*Your objective*. Reproduce the listing below with "cabinet drawer" swapped for "dresser drawer" and everything else left as it is, omitting the pictures.

★ ★ ★ ★ ★

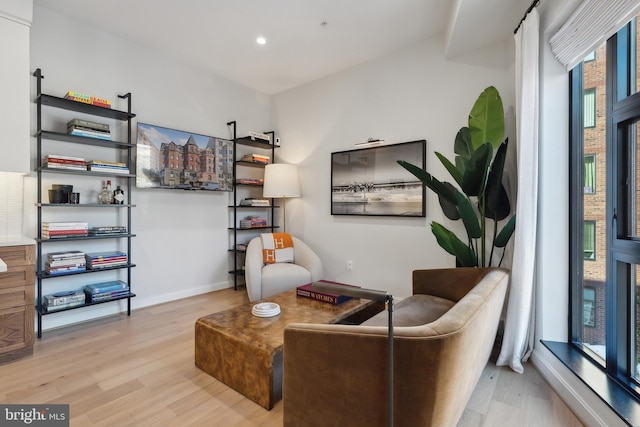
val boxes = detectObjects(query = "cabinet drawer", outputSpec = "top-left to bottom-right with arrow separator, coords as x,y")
0,265 -> 36,289
0,245 -> 36,267
0,286 -> 35,313
0,304 -> 34,355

★ ★ ★ ★ ★

*Exercise response*.
val boxes = detectObjects(query = "dresser drawer", outputSpec = "top-left to bottom-right with arrow separator, coords as x,y")
0,265 -> 36,289
0,245 -> 36,267
0,286 -> 35,313
0,304 -> 34,355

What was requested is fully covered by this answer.